Named-object pointing records
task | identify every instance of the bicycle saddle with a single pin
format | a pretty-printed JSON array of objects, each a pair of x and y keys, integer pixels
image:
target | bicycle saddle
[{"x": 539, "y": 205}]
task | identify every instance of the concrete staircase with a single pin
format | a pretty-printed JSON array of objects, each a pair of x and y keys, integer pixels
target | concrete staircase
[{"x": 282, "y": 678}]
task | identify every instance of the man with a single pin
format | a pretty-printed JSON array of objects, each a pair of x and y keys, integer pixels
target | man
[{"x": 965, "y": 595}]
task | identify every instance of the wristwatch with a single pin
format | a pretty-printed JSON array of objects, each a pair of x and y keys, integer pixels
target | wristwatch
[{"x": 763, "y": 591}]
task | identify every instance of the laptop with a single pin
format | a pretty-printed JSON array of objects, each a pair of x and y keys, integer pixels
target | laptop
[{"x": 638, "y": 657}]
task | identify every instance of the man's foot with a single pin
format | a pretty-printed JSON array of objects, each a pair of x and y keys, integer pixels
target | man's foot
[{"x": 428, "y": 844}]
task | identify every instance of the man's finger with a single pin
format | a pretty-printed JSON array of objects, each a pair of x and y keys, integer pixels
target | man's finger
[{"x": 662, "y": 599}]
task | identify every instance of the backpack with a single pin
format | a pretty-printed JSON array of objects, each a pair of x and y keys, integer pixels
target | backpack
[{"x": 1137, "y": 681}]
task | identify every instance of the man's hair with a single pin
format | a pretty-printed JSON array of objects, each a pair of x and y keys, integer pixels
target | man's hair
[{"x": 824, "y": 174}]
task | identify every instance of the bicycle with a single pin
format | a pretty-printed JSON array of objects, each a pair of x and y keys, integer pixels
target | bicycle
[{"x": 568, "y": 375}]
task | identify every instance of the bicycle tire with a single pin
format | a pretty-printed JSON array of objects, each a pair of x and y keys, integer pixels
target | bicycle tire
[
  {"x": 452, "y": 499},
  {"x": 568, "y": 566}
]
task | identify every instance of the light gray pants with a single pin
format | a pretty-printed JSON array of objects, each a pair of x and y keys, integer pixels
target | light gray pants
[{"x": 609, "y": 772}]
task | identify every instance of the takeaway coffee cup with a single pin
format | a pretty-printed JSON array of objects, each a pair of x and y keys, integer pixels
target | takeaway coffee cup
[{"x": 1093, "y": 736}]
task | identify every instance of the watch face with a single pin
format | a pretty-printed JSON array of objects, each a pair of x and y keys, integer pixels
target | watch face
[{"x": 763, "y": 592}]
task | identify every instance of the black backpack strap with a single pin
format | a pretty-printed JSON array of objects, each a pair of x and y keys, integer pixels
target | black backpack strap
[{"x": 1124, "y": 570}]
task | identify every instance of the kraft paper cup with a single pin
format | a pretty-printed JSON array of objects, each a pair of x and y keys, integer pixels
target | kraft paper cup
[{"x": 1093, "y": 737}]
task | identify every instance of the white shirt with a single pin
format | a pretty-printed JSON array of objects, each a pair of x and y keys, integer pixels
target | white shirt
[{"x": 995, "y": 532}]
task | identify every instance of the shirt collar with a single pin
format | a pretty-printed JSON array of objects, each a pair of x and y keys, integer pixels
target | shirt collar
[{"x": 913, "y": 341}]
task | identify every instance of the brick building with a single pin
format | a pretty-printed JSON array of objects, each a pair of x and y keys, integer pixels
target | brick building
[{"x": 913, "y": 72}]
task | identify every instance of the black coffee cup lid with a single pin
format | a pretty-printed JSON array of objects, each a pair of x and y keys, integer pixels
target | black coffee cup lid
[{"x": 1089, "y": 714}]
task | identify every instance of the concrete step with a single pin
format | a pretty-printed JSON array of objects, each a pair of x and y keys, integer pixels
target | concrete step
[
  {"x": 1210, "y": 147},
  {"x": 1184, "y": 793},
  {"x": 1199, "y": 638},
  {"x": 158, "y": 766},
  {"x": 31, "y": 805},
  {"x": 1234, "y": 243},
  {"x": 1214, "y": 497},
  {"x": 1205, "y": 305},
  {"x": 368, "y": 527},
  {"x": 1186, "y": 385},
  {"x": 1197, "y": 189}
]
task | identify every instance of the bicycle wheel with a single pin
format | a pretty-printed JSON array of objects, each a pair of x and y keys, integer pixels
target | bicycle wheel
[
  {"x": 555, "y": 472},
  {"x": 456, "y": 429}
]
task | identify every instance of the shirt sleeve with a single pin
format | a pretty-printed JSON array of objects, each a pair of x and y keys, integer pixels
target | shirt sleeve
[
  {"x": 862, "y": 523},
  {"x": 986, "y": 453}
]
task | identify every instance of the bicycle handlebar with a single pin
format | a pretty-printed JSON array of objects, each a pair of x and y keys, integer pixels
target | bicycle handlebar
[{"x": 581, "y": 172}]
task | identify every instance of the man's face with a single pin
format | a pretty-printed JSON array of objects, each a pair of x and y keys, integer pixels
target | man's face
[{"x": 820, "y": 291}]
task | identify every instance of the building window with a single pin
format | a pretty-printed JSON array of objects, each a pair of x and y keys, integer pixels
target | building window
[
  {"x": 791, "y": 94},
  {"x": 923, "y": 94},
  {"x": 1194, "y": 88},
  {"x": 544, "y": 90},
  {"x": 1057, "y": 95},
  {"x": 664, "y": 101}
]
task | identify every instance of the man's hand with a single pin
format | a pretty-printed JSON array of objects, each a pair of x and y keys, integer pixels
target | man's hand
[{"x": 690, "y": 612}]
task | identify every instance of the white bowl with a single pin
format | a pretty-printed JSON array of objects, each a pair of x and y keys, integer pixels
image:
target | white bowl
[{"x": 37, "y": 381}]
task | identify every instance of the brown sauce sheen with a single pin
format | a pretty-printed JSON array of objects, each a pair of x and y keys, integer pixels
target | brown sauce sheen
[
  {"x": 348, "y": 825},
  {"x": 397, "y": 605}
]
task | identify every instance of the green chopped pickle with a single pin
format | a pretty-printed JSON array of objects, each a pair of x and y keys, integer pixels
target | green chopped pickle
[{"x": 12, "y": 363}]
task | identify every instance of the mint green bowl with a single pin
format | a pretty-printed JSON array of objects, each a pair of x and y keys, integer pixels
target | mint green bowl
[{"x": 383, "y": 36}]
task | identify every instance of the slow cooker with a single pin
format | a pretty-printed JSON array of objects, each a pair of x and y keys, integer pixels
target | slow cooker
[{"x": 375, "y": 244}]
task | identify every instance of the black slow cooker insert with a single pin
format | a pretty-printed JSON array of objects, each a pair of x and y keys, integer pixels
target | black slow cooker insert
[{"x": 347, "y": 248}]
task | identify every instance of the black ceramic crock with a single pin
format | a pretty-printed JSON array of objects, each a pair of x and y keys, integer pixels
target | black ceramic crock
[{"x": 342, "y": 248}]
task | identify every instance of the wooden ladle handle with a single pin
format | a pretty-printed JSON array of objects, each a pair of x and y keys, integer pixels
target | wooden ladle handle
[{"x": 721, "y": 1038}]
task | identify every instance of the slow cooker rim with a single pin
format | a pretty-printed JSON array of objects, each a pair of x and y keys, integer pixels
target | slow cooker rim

WRITTEN REQUEST.
Retype the material above, line by line, exactly.

REPLY.
task | identify every instance of the bicycle saddle with a single pin
format | a pretty-printed JSON array of objects, each a pair of x and y keys, integer pixels
image:
target | bicycle saddle
[{"x": 539, "y": 205}]
task | identify every instance of the concrete staircase with a single pin
format | a pretty-printed JSON array of objects, each a pair of x and y keys, integer pixels
target | concrete staircase
[{"x": 282, "y": 678}]
task | identify every instance of the man with a single pin
format | a pretty-printed JSON array of objects, each a pair of x and y keys, integer pixels
target | man
[{"x": 965, "y": 595}]
task | identify every instance of the wristwatch with a single pin
format | a pretty-printed JSON array of objects, each a pair of x and y keys, integer pixels
target | wristwatch
[{"x": 763, "y": 591}]
task | identify every instance of the laptop with a single pin
format | a pretty-printed JSON array of objects, each a pair of x and y keys, integer pixels
target | laptop
[{"x": 638, "y": 657}]
task | identify every instance of the man's foot with a single pin
format | a pretty-printed JSON array of objects, each a pair of x and y keys, integer pixels
target | man's foot
[{"x": 428, "y": 844}]
task | identify every instance of the man's finger with a single pin
format | a pretty-printed JSON array of objects, each a pair of x and y keys, integer pixels
target | man's finger
[{"x": 662, "y": 599}]
task | identify every instance of the backpack with a single pin
format | a pretty-printed JSON array of objects, each a pair of x and y keys, integer pixels
target | backpack
[{"x": 1137, "y": 681}]
task | identify every instance of the man's hair with a single pin
format | a pretty-printed JSON array of objects, each a pair of x and y keys, integer pixels
target | man's hair
[{"x": 824, "y": 174}]
task | identify every instance of the bicycle with a single pin
format | a pretty-printed JSON array of objects, each a pair of x and y keys, integer pixels
target | bicycle
[{"x": 568, "y": 375}]
task | identify every instance of the bicycle tire with a single pin
format | a pretty-printed JSON array of objects, each a pair of x and y keys, integer pixels
target | bicycle tire
[
  {"x": 452, "y": 499},
  {"x": 568, "y": 566}
]
task | identify every instance of the light gray pants with a single pin
format | a pretty-printed JSON array of objects, each a pair of x and y keys, integer pixels
target | light gray pants
[{"x": 609, "y": 772}]
task | identify every instance of the takeaway coffee cup with a single pin
format | a pretty-printed JSON array of objects, each a pair of x and y keys, integer pixels
target | takeaway coffee cup
[{"x": 1093, "y": 736}]
task | identify every instance of the watch face with a single pin
format | a pretty-printed JSON array of objects, each a pair of x and y keys, integer pixels
target | watch face
[{"x": 763, "y": 592}]
task | identify every instance of the black backpack strap with a single pin
format | a pretty-printed JSON array of objects, each a pair of x and y keys, integer pixels
target | black backpack strap
[{"x": 1124, "y": 570}]
task | identify every instance of the kraft paper cup with a single pin
format | a pretty-printed JSON array of objects, each a pair of x and y keys, integer pixels
target | kraft paper cup
[{"x": 1093, "y": 737}]
task | identify every instance of the white shirt with a single pin
format | a pretty-printed JSON array of objects, each a pair of x and y keys, integer pixels
target | white shirt
[{"x": 995, "y": 532}]
task | identify every instance of the shirt collar with a single pin
format | a pretty-printed JSON array of objects, each a pair of x and y keys, integer pixels
target | shirt collar
[{"x": 913, "y": 341}]
task | identify every instance of the brick building with a single pin
format | a pretty-printed JSON array of objects, each a pair of x and y keys, integer pixels
target | brick building
[{"x": 913, "y": 72}]
task | identify every instance of the black coffee cup lid with a single pin
format | a pretty-printed JSON array of objects, each a pair of x and y keys, integer pixels
target | black coffee cup lid
[{"x": 1089, "y": 714}]
task | identify every instance of the concrete step with a single pin
format | a pretty-printed JSON array of objects, each a pair of x and y keys, integer pixels
target | concrete step
[
  {"x": 1210, "y": 147},
  {"x": 1184, "y": 793},
  {"x": 1199, "y": 638},
  {"x": 158, "y": 766},
  {"x": 31, "y": 805},
  {"x": 1234, "y": 243},
  {"x": 1214, "y": 497},
  {"x": 1205, "y": 305},
  {"x": 368, "y": 527},
  {"x": 1186, "y": 385},
  {"x": 1197, "y": 189}
]
task | identify every instance of the bicycle wheel with a single pin
format | a pretty-printed JSON array of objects, each a pair of x and y keys, integer pixels
target | bicycle wheel
[
  {"x": 555, "y": 472},
  {"x": 456, "y": 429}
]
task | identify every instance of the shirt sleeve with a single pin
format | a pretty-printed JSON array of objects, each a pair of x and y keys, integer pixels
target | shirt sleeve
[
  {"x": 862, "y": 523},
  {"x": 986, "y": 453}
]
task | identify every instance of the bicycle handlebar with a single pin
format | a pretty-printed JSON array of objects, each a pair of x and y keys, integer pixels
target | bicycle handlebar
[{"x": 581, "y": 172}]
task | identify every instance of the man's face with a single pin
format | a pretty-printed JSON array of objects, each a pair of x and y keys, integer pixels
target | man's face
[{"x": 820, "y": 291}]
task | identify every instance of the building window with a single pin
format | a pretty-printed JSON array of objects, each a pair of x and y keys, integer pixels
target | building window
[
  {"x": 791, "y": 94},
  {"x": 923, "y": 94},
  {"x": 1194, "y": 88},
  {"x": 544, "y": 90},
  {"x": 1057, "y": 95},
  {"x": 664, "y": 101}
]
task | identify every instance of the man's hand with a single pin
format | a pretty-printed JSON array of objects, each a pair of x and y keys, integer pixels
target | man's hand
[{"x": 690, "y": 612}]
task | identify every instance of the white bowl with a single pin
format | a pretty-printed JSON array of objects, each a pair of x and y keys, integer pixels
image:
target | white bowl
[{"x": 37, "y": 381}]
task | identify every instance of the brown sauce sheen with a single pin
format | a pretty-printed JSON array of objects, each a pair of x and y keys, integer pixels
target | brown sauce sheen
[
  {"x": 348, "y": 825},
  {"x": 397, "y": 605}
]
task | identify every instance of the green chopped pickle with a single pin
format | a pretty-printed JSON array of objects, each a pair of x and y keys, integer pixels
target | green chopped pickle
[{"x": 12, "y": 363}]
task | identify every instance of the mint green bowl with a single pin
format | a pretty-printed JSON array of objects, each a pair of x and y keys, integer pixels
target | mint green bowl
[{"x": 383, "y": 36}]
task | identify every instance of the slow cooker with a single pin
format | a pretty-printed JSON array of objects, each a pair of x and y keys, integer pixels
target | slow cooker
[{"x": 375, "y": 244}]
task | identify every instance of the black slow cooker insert with a single pin
format | a pretty-printed JSON array of objects, each a pair of x and y keys, integer pixels
target | black slow cooker insert
[{"x": 347, "y": 248}]
task | identify every instance of the black ceramic crock with a single pin
format | a pretty-printed JSON array of objects, each a pair of x and y keys, integer pixels
target | black ceramic crock
[{"x": 342, "y": 248}]
task | identify every instance of the wooden ladle handle with a single pin
format | a pretty-printed JSON array of objects, each a pair of x and y keys, integer pixels
target | wooden ladle handle
[{"x": 721, "y": 1038}]
task | identify every instance of the slow cooker rim with a single pin
format | a pretty-printed JSON array of objects, each a pair of x and y keys, integer pixels
target | slow cooker rim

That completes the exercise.